SOAL SINGKAT 1 >>
Jawablah pertanyaan berikut berdasarkan tulisan tentang penolakan Komisi III terhadap pimpinan KPK.
(a) Pada tanggal berapa drama politik di Komisi III DPR itu terjadi?
(b) Siapa dua pimpinan KPK yang kehadirannya ditolak dalam rapat tersebut?
(c) Siapa mantan wakil KPK yang pendapatnya tentang deponeering dikutip dalam tulisan itu?

KUTIPAN HALAMAN >>
§

Ini bukti salah satunya. Kemarin, 31 Januari, kita disuguhi sebuah drama politik baru yang dimainkan oleh wakil rakyat di Komisi III DPR. Sasarannya adalah Komisi Pemberantasan Korupsi yang ditolak kehadiarannya—karena Bibit Samad Rianto dan Chandra M Hamzah, sebagai tersangka yang sudah di-deponeering oleh Kejaksaan Agung ikut hadir—dalam rapat konsolidasi antara Komisi III dengan KPK. 

Alasan Komisi III menolak kehadiran dua pimpinan KPK tersebuh terlihat sangat bodoh, dengan bersikukuh demi martabat parlemen yang menolak penerbitan deponeering kepada Bibit-Chandra. Saya tidak habis pikir bahwa anggota Komisi III itu harus tahu tentang hukum, seperti penerbitan deponering yang seharusnya sudah selesai di Kejaksaan Agung dan secara hukum sudah benar demi kepentingan umum. 

Sudah jamak dipahami bahwa, seperti juga diungkapkan mantan wakil KPK Erry Riyana Harjapamengkas, penerbitan Surat Ketettapan Mengesampingkan Perkara Demi Kepentingan Umum (SKMPDU/deponeering) berarti perkara hukum yang sempat disangkakan menjadi selesai. Jadi, konsekuensi yuridis terhadap penerbitan deponeering atas status tersangka yang pernah disematkan kepada Bibit dan Chandra secara otomatis juga menjadi tidak ada lagi. Namun, Komisi III (Komisi Hukum) yang menjadi gawang rapuh-tegaknya hukum di negeri ini malah mempersoalkannya.

§

BAHAN YANG DIBERIKAN >>
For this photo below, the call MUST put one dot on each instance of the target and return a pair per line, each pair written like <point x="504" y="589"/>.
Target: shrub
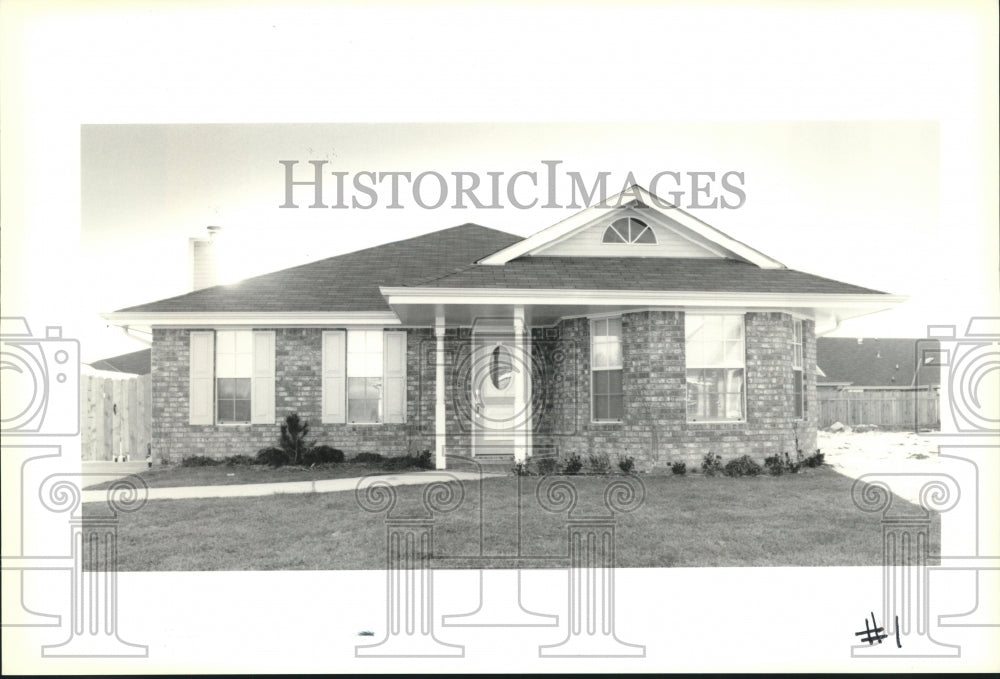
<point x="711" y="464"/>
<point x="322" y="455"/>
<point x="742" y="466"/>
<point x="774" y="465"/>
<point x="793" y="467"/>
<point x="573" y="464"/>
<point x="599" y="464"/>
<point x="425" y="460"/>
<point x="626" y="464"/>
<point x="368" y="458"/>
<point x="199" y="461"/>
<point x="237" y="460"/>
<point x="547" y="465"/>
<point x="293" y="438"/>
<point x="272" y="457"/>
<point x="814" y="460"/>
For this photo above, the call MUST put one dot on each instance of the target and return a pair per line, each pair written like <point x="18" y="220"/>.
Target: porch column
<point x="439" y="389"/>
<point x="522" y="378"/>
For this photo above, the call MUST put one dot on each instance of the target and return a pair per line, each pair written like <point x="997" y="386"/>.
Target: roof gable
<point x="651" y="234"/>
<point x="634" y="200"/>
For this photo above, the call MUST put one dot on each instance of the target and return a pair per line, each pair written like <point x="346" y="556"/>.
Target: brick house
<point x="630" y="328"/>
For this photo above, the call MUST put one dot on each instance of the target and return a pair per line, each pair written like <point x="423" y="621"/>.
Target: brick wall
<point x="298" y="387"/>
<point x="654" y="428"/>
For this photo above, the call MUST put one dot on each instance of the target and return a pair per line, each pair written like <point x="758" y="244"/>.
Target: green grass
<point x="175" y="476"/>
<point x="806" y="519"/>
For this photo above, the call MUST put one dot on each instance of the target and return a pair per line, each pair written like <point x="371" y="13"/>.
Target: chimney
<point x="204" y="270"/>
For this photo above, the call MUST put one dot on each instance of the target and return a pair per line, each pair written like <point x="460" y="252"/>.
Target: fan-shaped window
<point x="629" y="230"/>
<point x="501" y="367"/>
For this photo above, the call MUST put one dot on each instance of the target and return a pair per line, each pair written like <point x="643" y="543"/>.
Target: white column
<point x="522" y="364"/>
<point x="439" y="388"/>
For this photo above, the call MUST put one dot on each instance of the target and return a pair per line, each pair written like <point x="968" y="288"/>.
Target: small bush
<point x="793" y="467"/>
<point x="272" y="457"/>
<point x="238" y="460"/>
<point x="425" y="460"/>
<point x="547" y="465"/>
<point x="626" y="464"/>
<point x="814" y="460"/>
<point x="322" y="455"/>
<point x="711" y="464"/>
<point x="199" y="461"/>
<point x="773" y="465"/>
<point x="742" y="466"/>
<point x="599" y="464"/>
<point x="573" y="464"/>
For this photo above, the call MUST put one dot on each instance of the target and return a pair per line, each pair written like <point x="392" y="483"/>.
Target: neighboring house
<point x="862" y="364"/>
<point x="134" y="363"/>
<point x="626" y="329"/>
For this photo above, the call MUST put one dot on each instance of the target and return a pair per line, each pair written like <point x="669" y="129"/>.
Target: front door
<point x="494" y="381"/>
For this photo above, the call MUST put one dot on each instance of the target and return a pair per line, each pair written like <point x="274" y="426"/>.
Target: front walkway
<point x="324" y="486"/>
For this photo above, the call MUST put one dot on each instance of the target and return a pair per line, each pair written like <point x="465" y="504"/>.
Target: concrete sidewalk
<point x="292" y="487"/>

§

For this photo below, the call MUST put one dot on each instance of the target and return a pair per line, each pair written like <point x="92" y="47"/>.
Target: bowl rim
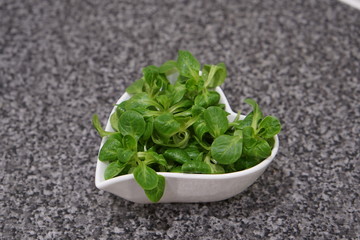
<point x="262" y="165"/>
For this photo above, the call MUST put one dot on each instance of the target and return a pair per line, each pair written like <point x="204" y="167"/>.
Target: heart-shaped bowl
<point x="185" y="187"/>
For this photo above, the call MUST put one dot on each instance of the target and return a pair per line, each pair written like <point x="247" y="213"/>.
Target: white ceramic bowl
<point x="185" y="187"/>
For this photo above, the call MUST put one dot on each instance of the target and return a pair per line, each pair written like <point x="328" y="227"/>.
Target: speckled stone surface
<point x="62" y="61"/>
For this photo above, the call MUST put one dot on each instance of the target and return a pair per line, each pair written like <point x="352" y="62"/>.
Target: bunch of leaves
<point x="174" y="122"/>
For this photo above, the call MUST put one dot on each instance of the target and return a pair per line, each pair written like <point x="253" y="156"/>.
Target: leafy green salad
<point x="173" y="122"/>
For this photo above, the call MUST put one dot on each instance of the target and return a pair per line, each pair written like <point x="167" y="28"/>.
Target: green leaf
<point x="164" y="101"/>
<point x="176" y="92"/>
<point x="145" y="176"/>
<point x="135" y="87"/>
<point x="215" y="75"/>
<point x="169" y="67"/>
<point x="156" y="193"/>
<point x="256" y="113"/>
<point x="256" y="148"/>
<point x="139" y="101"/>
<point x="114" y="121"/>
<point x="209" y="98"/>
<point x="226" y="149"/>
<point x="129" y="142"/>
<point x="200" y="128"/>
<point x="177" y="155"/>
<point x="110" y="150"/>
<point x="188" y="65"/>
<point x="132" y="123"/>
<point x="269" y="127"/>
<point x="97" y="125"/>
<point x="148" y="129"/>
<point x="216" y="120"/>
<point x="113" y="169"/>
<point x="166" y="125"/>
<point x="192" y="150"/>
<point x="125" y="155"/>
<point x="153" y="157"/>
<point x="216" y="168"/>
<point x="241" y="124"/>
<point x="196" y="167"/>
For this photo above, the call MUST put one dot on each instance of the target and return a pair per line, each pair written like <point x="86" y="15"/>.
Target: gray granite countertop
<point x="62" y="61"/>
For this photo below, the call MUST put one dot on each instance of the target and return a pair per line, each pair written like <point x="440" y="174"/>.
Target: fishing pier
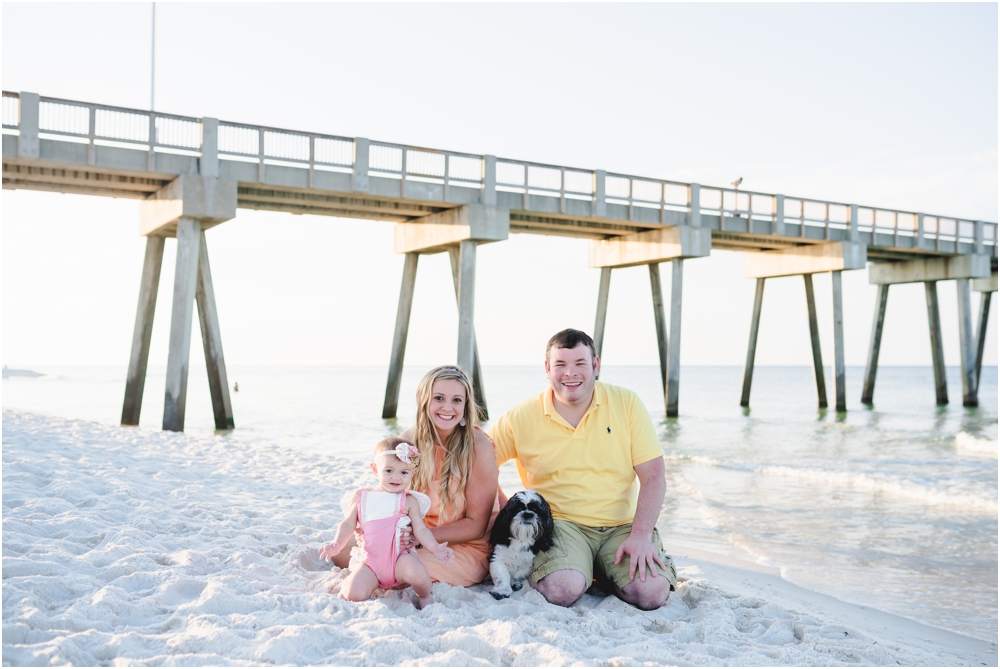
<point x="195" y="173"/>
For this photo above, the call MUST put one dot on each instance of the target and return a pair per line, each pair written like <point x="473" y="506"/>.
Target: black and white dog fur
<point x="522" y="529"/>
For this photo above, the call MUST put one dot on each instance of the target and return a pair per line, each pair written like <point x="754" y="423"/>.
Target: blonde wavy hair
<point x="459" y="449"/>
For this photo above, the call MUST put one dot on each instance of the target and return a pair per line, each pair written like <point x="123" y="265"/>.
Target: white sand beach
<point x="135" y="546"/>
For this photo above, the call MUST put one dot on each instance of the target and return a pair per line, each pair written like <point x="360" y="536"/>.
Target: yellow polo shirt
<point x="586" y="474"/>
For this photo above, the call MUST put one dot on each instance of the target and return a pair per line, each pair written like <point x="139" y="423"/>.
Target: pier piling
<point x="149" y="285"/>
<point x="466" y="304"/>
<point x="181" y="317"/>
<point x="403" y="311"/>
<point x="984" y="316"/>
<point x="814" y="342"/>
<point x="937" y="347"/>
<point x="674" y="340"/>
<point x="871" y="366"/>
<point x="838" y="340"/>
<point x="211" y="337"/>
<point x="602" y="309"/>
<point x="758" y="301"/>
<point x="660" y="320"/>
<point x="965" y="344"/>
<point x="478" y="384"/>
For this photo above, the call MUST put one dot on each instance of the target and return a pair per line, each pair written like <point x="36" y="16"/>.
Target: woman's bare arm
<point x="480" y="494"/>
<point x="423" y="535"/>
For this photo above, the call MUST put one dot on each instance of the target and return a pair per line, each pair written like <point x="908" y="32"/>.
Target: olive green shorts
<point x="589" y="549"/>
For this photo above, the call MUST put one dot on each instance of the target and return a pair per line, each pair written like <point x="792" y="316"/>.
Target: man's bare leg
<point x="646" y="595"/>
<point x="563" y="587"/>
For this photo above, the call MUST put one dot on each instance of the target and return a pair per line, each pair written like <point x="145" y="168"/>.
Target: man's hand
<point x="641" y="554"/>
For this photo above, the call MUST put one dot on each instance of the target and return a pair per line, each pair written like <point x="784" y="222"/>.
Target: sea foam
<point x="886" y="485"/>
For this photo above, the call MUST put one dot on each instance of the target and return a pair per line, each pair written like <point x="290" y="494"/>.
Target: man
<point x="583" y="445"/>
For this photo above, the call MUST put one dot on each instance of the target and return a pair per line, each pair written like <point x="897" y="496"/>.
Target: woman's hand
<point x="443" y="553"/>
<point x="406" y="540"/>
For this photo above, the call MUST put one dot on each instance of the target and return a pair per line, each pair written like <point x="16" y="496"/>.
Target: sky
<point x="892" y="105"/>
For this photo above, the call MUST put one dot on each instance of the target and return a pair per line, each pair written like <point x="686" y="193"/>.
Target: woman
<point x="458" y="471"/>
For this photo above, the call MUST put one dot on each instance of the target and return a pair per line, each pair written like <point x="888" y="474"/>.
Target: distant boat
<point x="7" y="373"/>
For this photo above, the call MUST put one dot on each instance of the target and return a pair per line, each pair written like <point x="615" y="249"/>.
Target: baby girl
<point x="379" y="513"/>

§

SOAL SINGKAT 2 >> Hitung berapa baris di atas yang memuat kata "brick". Tuliskan angkanya saja.

JAWABAN 1 >>
(a) 31 Januari.
(b) Bibit Samad Rianto dan Chandra M Hamzah.
(c) Erry Riyana Harjapamengkas.

JAWABAN 2 >> 2